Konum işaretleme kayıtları
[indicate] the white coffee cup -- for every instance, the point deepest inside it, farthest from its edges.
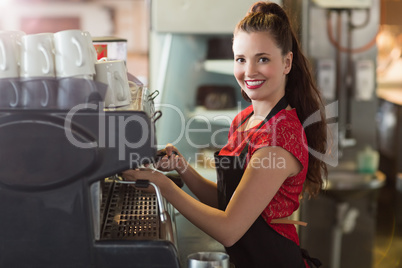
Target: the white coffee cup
(39, 93)
(10, 93)
(114, 74)
(10, 43)
(37, 56)
(74, 54)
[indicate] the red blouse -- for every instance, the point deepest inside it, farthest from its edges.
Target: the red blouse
(286, 131)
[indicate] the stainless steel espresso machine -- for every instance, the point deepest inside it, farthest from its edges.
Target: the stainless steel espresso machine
(61, 202)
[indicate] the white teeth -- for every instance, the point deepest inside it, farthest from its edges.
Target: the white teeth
(254, 83)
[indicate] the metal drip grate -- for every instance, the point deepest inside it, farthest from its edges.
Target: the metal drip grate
(131, 215)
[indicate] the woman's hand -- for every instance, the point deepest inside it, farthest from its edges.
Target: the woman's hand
(173, 160)
(145, 174)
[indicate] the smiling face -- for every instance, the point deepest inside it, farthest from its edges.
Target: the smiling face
(260, 68)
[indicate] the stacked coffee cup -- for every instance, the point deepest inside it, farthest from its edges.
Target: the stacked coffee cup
(39, 70)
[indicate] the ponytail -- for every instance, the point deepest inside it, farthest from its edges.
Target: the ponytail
(300, 90)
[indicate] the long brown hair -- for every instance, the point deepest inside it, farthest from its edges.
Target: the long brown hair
(300, 90)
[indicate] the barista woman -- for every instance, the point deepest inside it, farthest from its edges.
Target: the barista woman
(265, 166)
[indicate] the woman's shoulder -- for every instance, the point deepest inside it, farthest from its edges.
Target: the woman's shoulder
(283, 128)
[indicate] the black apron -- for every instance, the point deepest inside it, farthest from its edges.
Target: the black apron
(260, 246)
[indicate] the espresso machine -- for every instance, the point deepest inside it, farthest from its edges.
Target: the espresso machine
(62, 201)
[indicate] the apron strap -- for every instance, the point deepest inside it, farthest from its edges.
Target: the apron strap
(288, 221)
(282, 104)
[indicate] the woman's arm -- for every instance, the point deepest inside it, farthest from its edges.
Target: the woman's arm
(258, 186)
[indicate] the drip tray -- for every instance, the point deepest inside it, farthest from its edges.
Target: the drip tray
(130, 214)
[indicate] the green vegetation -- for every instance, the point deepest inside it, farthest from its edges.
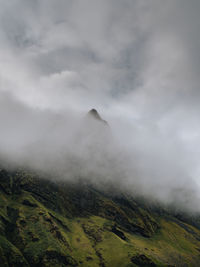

**Görev**
Yukarıdaki kayıtların tamamını, her satır için bir dize içeren bir JSON listesi olarak veriniz; boş satırları ve resimleri yanıta dahil etmeyiniz.

**Sonuç**
[
  "[indicate] the white coffee cup -- for every instance, the point deepest inside it, farthest from its edges.",
  "Target: the white coffee cup",
  "(39, 93)",
  "(10, 93)",
  "(114, 74)",
  "(10, 43)",
  "(37, 56)",
  "(74, 54)",
  "[indicate] the red blouse -- for every instance, the point deepest inside it, farthest from its edges.",
  "Target: the red blouse",
  "(286, 131)",
  "[indicate] the stainless steel espresso machine -- for every instance, the point deepest inside it, farthest from its edges.",
  "Target: the stainless steel espresso machine",
  "(61, 202)",
  "[indicate] the white teeth -- for every instance, the point deepest inside it, farthest from its edges.",
  "Target: the white teeth",
  "(254, 83)",
  "[indicate] the metal drip grate -- for every instance, the point deepest inside it, farthest from its edges.",
  "Target: the metal drip grate",
  "(131, 215)",
  "[indicate] the woman's hand -- for every instance, the point deepest inside it, farthest from its edges.",
  "Target: the woman's hand",
  "(173, 160)",
  "(145, 174)",
  "[indicate] the smiling face -- for every instance, the point deepest inside it, farthest from its edges.",
  "Target: the smiling face",
  "(260, 68)",
  "[indicate] the stacked coffee cup -- for every instance, the point deepest inside it, farthest from its edges.",
  "Target: the stacked coffee cup",
  "(39, 70)",
  "[indicate] the ponytail -- for every instance, the point deepest inside it, farthest from its edges.",
  "Target: the ponytail",
  "(300, 90)",
  "[indicate] the long brown hair -- for every instance, the point deepest inside it, farthest from its edges.",
  "Target: the long brown hair",
  "(300, 90)",
  "[indicate] the barista woman -- for every instance, the point deepest inside it, farthest from its edges.",
  "Target: the barista woman",
  "(265, 166)",
  "[indicate] the woman's shoulder -- for every instance, the point deepest inside it, farthest from its edges.",
  "Target: the woman's shoulder",
  "(283, 128)",
  "[indicate] the black apron -- for every instance, the point deepest inside it, farthest from its edges.",
  "Target: the black apron",
  "(260, 246)",
  "[indicate] the espresso machine -- for every instance, the point deepest inside it, farthest from its edges.",
  "Target: the espresso machine",
  "(62, 201)",
  "[indicate] the apron strap -- for every instance, the point deepest inside it, farthest from its edges.",
  "Target: the apron strap",
  "(288, 221)",
  "(282, 104)",
  "[indicate] the woman's arm -- for every instance, the point deepest inside it, farthest from its edges.",
  "Target: the woman's arm",
  "(258, 186)",
  "[indicate] the drip tray -- for every instance, the point deepest inside it, farthest from its edges.",
  "Target: the drip tray",
  "(130, 214)",
  "[indicate] the green vegetation -- for every instance, the point deepest inside it, farthest from its edges."
]